- WORK INSTRUCTIONS: List each line of the records below that contains the string "wooden", copying those lines in full. Case counts, so a different capitalization is not a match.

- Saved entries:
┌────────

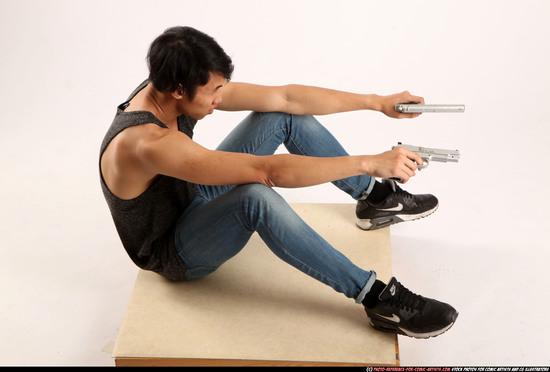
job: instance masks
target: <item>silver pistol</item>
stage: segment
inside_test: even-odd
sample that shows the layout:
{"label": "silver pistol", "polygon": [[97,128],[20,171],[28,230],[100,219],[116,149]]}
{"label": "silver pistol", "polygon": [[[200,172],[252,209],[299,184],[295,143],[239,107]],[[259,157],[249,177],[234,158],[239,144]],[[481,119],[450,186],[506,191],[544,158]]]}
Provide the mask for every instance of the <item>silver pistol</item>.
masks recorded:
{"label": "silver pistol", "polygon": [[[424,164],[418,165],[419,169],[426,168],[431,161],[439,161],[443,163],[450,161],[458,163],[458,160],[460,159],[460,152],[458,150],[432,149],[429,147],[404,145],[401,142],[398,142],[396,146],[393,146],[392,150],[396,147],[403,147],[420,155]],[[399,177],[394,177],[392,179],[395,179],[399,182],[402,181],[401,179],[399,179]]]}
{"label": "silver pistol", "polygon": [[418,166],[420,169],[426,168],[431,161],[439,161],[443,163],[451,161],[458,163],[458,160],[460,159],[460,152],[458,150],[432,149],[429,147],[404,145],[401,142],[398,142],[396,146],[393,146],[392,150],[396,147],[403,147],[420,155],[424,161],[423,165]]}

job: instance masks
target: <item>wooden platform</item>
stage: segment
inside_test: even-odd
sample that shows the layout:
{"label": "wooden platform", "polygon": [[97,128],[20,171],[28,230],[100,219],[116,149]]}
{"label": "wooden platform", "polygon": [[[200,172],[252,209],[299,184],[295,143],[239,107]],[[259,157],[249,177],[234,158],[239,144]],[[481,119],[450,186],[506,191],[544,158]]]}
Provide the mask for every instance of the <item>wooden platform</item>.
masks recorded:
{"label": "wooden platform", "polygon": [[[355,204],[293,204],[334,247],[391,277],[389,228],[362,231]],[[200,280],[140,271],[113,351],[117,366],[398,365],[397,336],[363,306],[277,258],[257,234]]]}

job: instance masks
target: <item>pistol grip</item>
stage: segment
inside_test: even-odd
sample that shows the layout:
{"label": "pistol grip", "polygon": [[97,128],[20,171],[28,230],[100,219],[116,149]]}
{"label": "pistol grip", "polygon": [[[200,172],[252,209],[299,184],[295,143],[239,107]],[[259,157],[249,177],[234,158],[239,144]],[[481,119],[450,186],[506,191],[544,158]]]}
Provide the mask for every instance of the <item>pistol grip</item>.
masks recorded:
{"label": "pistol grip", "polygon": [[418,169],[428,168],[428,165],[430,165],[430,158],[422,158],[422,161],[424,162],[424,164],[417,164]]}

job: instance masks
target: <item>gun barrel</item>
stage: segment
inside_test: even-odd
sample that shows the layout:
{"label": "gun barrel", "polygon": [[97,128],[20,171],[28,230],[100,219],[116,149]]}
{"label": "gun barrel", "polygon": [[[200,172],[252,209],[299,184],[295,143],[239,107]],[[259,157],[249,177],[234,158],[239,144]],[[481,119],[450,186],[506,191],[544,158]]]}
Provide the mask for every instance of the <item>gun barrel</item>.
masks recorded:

└────────

- IN RESPONSE:
target: <item>wooden platform</item>
{"label": "wooden platform", "polygon": [[97,128],[20,171],[28,230],[100,219],[116,149]]}
{"label": "wooden platform", "polygon": [[[200,172],[252,209],[299,184],[295,143],[239,107]],[[259,157],[249,177],[234,158],[239,144]],[[481,119],[450,186],[506,191],[544,158]]]}
Provide the mask for every instance of the <item>wooden platform</item>.
{"label": "wooden platform", "polygon": [[[355,204],[293,204],[334,247],[391,277],[389,228],[362,231]],[[200,280],[140,271],[113,351],[117,366],[398,365],[397,336],[363,306],[277,258],[257,234]]]}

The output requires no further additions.